— begin EXERCISE MATERIAL —

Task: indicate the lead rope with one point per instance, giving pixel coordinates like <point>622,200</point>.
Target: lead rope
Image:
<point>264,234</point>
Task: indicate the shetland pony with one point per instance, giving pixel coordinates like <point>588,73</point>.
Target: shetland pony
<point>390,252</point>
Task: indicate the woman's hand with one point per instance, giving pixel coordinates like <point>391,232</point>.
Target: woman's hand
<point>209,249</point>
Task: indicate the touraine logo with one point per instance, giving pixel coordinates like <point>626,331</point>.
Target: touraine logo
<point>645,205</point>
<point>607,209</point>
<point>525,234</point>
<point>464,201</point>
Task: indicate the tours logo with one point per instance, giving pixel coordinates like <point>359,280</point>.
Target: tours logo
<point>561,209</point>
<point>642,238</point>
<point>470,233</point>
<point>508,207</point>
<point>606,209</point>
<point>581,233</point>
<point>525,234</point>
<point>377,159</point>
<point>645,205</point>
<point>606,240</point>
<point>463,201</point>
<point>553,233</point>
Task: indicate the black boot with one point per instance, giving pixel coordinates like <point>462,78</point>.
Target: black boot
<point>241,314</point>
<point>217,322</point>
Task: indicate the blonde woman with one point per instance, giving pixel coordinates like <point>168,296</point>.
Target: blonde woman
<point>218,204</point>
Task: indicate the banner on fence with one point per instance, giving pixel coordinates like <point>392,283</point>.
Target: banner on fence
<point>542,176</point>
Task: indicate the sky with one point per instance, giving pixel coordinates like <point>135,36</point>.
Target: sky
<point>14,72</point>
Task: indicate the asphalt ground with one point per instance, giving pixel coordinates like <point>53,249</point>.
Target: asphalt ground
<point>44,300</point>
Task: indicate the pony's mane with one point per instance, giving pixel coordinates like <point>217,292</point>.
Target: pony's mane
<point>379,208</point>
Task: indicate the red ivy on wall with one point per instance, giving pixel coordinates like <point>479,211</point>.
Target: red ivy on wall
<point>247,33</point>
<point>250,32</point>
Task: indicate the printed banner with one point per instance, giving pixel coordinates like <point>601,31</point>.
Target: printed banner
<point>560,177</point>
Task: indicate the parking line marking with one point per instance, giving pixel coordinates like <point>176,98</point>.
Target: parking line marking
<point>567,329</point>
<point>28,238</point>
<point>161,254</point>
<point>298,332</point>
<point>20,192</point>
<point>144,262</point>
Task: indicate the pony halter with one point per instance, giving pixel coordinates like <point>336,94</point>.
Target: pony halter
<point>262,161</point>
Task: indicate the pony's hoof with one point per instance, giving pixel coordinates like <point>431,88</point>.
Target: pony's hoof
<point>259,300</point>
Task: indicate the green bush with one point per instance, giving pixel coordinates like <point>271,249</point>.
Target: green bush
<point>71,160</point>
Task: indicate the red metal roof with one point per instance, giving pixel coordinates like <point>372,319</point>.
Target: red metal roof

— end EXERCISE MATERIAL —

- REQUEST
Please write out the rows again from the start through the line holding "<point>250,32</point>", inclusive, keeping every request line and adding -6 to both coordinates of each answer point. Leave the sample points inside the requests as they are.

- TASK OUTPUT
Task: indicate the lead rope with one point per instance, giving pixel coordinates like <point>622,200</point>.
Target: lead rope
Image:
<point>258,228</point>
Task: indicate the shetland pony with one point per instance, giving pixel coordinates like <point>588,73</point>.
Target: shetland pony
<point>384,246</point>
Task: indicate the woman's hand with one point per instance, giving pixel coordinates like <point>391,232</point>.
Target: woman's hand
<point>203,243</point>
Task: indicate the touraine logo with one point per instance, giving pixel coordinates like <point>626,331</point>.
Target: touraine logo
<point>639,199</point>
<point>601,203</point>
<point>519,228</point>
<point>458,195</point>
Task: indicate the tours logo with one point per instance, giving pixel coordinates like <point>359,280</point>.
Target: tours logo
<point>555,203</point>
<point>636,232</point>
<point>464,227</point>
<point>502,201</point>
<point>600,203</point>
<point>575,227</point>
<point>519,228</point>
<point>371,153</point>
<point>639,199</point>
<point>600,234</point>
<point>457,195</point>
<point>547,227</point>
Task: indicate the black boot with one point per instance, giving pixel coordinates like <point>462,78</point>.
Target: black boot
<point>235,308</point>
<point>211,316</point>
Task: indicate the blonde woman with one point per instance, giving pixel coordinates like <point>168,296</point>.
Target: blonde woman
<point>212,198</point>
Task: indicate the banner on fence with one point per instance, giving pixel coordinates like <point>392,283</point>.
Target: banner on fence
<point>536,170</point>
Task: indicate the sky with one point per instance, giving pixel coordinates like <point>135,36</point>.
Target: sky
<point>8,66</point>
Task: indicate the asphalt ground with one point per instance, giving pixel coordinates like <point>53,249</point>.
Target: asphalt ground
<point>38,294</point>
Task: indicate the pony's mane with one point per instance, giving pixel coordinates like <point>217,292</point>.
Target: pony's mane
<point>373,202</point>
Task: indicate the red ivy on wall with one point per instance, giving pixel coordinates like <point>479,211</point>.
Target: red ivy on wall
<point>241,27</point>
<point>244,26</point>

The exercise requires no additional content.